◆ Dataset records
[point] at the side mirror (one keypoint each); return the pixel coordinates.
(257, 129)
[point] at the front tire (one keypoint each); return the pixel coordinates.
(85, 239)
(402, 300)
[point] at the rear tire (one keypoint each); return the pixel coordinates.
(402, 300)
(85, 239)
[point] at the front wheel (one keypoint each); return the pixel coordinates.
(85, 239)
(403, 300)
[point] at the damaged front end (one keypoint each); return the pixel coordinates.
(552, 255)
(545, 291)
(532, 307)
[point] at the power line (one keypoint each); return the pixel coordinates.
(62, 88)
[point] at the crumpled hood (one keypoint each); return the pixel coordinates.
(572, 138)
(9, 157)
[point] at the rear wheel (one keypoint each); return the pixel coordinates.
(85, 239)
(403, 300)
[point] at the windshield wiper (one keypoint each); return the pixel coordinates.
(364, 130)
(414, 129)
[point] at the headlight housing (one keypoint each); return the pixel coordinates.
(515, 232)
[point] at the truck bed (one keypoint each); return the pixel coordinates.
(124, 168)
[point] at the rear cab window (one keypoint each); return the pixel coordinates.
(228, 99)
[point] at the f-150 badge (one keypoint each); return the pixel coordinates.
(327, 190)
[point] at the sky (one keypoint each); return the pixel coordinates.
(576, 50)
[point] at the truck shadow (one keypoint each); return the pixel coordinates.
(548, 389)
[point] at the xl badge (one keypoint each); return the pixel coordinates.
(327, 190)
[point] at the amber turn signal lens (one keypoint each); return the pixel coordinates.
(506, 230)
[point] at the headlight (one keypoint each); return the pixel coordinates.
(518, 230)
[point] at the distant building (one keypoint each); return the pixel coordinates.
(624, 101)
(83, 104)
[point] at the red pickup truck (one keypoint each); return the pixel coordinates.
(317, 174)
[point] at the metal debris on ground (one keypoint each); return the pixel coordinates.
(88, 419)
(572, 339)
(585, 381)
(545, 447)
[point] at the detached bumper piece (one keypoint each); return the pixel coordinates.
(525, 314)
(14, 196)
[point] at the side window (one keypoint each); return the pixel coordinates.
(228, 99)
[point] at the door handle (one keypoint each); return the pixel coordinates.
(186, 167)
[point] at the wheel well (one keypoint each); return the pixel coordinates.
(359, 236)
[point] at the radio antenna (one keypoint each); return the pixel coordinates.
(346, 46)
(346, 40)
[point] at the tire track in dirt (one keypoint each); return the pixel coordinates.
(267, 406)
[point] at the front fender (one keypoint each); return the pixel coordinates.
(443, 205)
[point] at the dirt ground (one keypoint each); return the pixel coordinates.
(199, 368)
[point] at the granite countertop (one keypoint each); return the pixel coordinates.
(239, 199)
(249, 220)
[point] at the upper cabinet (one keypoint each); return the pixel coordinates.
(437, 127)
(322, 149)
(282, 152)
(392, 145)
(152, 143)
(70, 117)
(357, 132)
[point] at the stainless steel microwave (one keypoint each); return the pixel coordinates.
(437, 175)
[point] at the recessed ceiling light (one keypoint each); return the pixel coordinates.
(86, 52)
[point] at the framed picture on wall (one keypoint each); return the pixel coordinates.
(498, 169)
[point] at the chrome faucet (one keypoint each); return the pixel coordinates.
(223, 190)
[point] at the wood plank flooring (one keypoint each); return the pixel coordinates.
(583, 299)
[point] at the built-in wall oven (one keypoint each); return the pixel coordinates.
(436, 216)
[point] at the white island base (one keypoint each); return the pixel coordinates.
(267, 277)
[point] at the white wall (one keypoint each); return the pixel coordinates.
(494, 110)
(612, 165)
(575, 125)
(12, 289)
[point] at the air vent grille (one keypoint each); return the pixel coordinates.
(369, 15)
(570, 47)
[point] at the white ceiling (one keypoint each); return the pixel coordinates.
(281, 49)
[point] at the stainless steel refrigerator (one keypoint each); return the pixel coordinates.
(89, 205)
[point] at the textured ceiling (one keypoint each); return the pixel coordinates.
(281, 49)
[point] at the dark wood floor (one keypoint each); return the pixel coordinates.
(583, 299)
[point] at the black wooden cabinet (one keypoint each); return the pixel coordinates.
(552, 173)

◆ What you have to do
Rewrite all of the data above as a numbered list with one line per entry, omitting any blank lines.

◆ Written answer
1. [point] at the side mirror (one keypoint each); return the pixel coordinates.
2. (257, 129)
3. [point] at the front tire (one keypoint each); return the pixel coordinates.
4. (85, 239)
5. (402, 300)
6. [point] at the rear tire (one keypoint each); return the pixel coordinates.
7. (402, 300)
8. (85, 239)
9. [point] at the front wheel (one keypoint each); return the pixel coordinates.
10. (85, 239)
11. (403, 300)
12. [point] at the damaged front end (one keypoint each); return the pixel coordinates.
13. (552, 255)
14. (545, 291)
15. (532, 307)
16. [point] at the power line (one keypoint each); return the pixel coordinates.
17. (62, 88)
18. [point] at the crumpled hood (one keypoint each); return the pixel coordinates.
19. (572, 138)
20. (9, 157)
21. [point] at the rear wheel (one keypoint each); return the pixel coordinates.
22. (85, 239)
23. (403, 300)
24. [point] at the windshield wiper (one keypoint each); return the pixel coordinates.
25. (364, 130)
26. (414, 129)
27. [point] at the headlight housing (one keypoint each); return the pixel coordinates.
28. (515, 232)
29. [point] at the truck bed (one keypoint each); return the pixel coordinates.
30. (124, 168)
31. [point] at the rear cab window (one keypoint each); return the pixel coordinates.
32. (228, 99)
33. [point] at the f-150 badge (one keypoint each); return the pixel coordinates.
34. (327, 190)
35. [point] at the sky (one keypoint each); return the pixel coordinates.
36. (576, 50)
37. [point] at the truck shadow (one keypoint each); return the pixel coordinates.
38. (548, 389)
39. [point] at the xl badge (one keypoint each); return the pixel coordinates.
40. (327, 190)
41. [point] at the amber turn signal lens (one keypoint each); return the pixel coordinates.
42. (506, 230)
43. [point] at the headlight (one keypoint each); return the pixel coordinates.
44. (518, 230)
45. [point] at the distant building (one keypoint each); return the pixel coordinates.
46. (624, 101)
47. (83, 104)
48. [point] at the red pickup truck (one keypoint each); return the pixel coordinates.
49. (317, 174)
50. [point] at the metal debris on ground (one keypoint each); return the pixel coordinates.
51. (88, 419)
52. (572, 339)
53. (585, 381)
54. (545, 447)
55. [point] at the detached bumper piece (one keypoint each); return the pixel coordinates.
56. (525, 314)
57. (14, 196)
58. [point] at the side window (one keypoint each); return the pixel coordinates.
59. (228, 99)
60. [point] at the door handle (one keypoint each); return the pixel coordinates.
61. (186, 167)
62. [point] at the wheel well (one keypoint each); return the pixel coordinates.
63. (359, 236)
64. [point] at the radio antenna (one keypoint each); return the pixel coordinates.
65. (346, 46)
66. (346, 40)
67. [point] at the tire track in dirt (one keypoint each); return the pixel coordinates.
68. (267, 406)
69. [point] at the front fender (one keypoint each); return the pixel coordinates.
70. (443, 205)
71. [point] at the dirt ground (one keypoint each); return the pixel coordinates.
72. (199, 368)
73. [point] at the granite countertop (one keypoint each); return the pixel coordinates.
74. (239, 199)
75. (249, 220)
76. [point] at the upper cabinet (one keypoint each); return the pixel coordinates.
77. (437, 127)
78. (322, 149)
79. (282, 152)
80. (392, 145)
81. (152, 143)
82. (70, 117)
83. (357, 132)
84. [point] at the stainless steel microwave (one keypoint each); return the pixel coordinates.
85. (437, 175)
86. [point] at the recessed ceiling light (one keypoint each); return the pixel coordinates.
87. (86, 52)
88. [point] at the framed picture on wall (one keypoint each); return the pixel coordinates.
89. (498, 169)
90. [point] at the chrome faucet (one keypoint each); return the pixel coordinates.
91. (223, 190)
92. [point] at the wood plank flooring (one keypoint each); return the pixel coordinates.
93. (583, 299)
94. [point] at the built-in wall oven (one keypoint each); return the pixel coordinates.
95. (436, 216)
96. [point] at the white island base (one keypoint each); return the pixel coordinates.
97. (267, 277)
98. [point] at the white wall (one keypoint each); return the pixel coordinates.
99. (494, 110)
100. (612, 165)
101. (575, 125)
102. (12, 289)
103. [point] at the air vent grille (one keypoint each); return the pixel coordinates.
104. (369, 15)
105. (570, 47)
106. [point] at the white ceiling (one keypoint each); return the pixel coordinates.
107. (281, 49)
108. [point] at the stainless steel refrigerator (one keypoint each); return the pixel coordinates.
109. (89, 205)
110. [point] at the textured ceiling (one keypoint each); return the pixel coordinates.
111. (281, 49)
112. [point] at the dark wood floor (one keypoint each); return the pixel coordinates.
113. (583, 299)
114. [point] at the black wooden cabinet (one keypoint each); return the pixel coordinates.
115. (552, 173)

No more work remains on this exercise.